EXERCISE OBJECTIVE: Every record must be given again word for word; no picture belongs in the copy.
★ ★ ★ ★ ★
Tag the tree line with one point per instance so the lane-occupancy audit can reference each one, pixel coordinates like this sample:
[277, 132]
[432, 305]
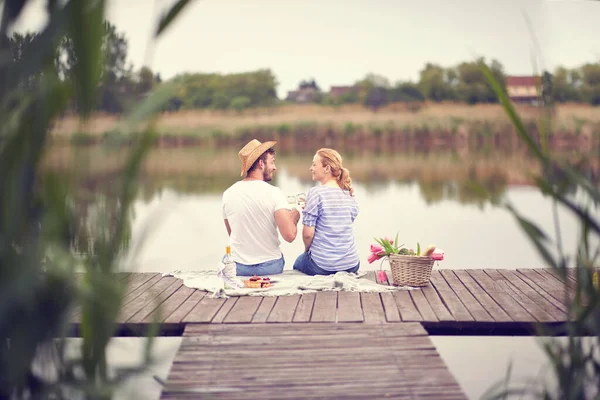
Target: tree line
[121, 86]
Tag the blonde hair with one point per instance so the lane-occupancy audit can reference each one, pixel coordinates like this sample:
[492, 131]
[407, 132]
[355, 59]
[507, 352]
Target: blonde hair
[334, 160]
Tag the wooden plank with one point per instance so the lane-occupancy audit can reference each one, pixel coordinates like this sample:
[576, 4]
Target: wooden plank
[284, 309]
[349, 307]
[134, 281]
[450, 298]
[170, 305]
[310, 362]
[423, 305]
[484, 299]
[204, 310]
[553, 289]
[436, 304]
[406, 307]
[184, 309]
[462, 292]
[535, 296]
[391, 309]
[516, 277]
[372, 308]
[264, 309]
[145, 298]
[223, 311]
[141, 289]
[148, 310]
[325, 307]
[304, 307]
[243, 310]
[508, 304]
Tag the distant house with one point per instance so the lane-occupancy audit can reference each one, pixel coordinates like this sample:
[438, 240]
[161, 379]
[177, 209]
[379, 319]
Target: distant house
[337, 91]
[524, 89]
[307, 92]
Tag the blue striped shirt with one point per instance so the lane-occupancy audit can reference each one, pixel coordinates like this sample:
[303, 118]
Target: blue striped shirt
[331, 211]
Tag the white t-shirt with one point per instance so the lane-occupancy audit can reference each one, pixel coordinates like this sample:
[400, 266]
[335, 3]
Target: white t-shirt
[250, 207]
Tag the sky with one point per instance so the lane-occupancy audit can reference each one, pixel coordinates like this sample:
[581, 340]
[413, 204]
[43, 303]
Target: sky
[337, 42]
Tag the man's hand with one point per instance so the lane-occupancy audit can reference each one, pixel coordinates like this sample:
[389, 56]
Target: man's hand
[295, 215]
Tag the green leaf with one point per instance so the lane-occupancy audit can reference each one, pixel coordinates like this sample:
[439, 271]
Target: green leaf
★ ★ ★ ★ ★
RESULT OF THE TASK:
Tag the tree line with one point per instance so the lane-occupancy audit can reference each one, pixel coordinates like this sample:
[277, 132]
[432, 305]
Target: tree line
[121, 86]
Tag the blonde hair with one point per instance so the lane-occupancy audit can reference each one, pixel coordinates like this sample:
[492, 131]
[407, 132]
[355, 59]
[507, 352]
Target: blonde hair
[334, 160]
Tag the wooden plank with one point per instance so the lane-occupancy audit can reference each one, pixel coordinates like this sample:
[576, 4]
Target: wooden plank
[284, 309]
[349, 307]
[134, 281]
[450, 298]
[170, 305]
[310, 362]
[423, 305]
[484, 299]
[204, 310]
[553, 289]
[436, 304]
[406, 307]
[184, 309]
[462, 292]
[535, 296]
[391, 309]
[516, 277]
[372, 308]
[264, 309]
[145, 298]
[223, 311]
[141, 289]
[148, 310]
[325, 307]
[304, 307]
[243, 310]
[508, 304]
Tag the distant house with one point per instance so the lane-occupancy audit can reference each one, pixel coordinates like this sample:
[438, 240]
[161, 379]
[177, 209]
[379, 319]
Target: distant house
[337, 91]
[524, 89]
[307, 92]
Tag the blue striped shirt with one point per instance so the lane-occupancy audit can reference each one, pixel coordinates like this sample:
[303, 118]
Target: blue striped shirt
[331, 211]
Tag the white t-shirt with one point per instance so the lane-occupancy audit can reference each one, pixel coordinates like this sample:
[400, 266]
[335, 3]
Target: white t-shirt
[250, 207]
Tag the sky with one point per instance so the lane-occupancy audit can reference each one, pixel coordinates like this sample:
[581, 340]
[413, 204]
[43, 303]
Target: sky
[337, 42]
Tag the man's hand with one point per instance so the lane-occupancy audit can reference each one, pixel coordinates like this sample:
[389, 56]
Target: man's hand
[295, 215]
Tag the green leaf with one point per instance so the lane-occupancy audit can reference each one, pixel coordinates like this sample:
[439, 271]
Target: green leaf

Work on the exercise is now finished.